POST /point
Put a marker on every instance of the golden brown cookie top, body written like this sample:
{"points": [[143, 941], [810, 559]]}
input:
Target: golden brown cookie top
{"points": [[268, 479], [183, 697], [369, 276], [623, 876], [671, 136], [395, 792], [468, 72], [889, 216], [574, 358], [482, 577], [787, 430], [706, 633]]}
.....
Work to be completed: Set the listing down again in full, exactly as it was given.

Expected answer:
POST /point
Put a marker on every instance of the golden brown cookie top, body written like this sample:
{"points": [[143, 941], [810, 559]]}
input:
Target: golden brown cookie top
{"points": [[268, 479], [183, 697], [369, 276], [623, 876], [671, 136], [395, 792], [468, 72], [889, 216], [574, 358], [482, 577], [787, 430], [706, 633]]}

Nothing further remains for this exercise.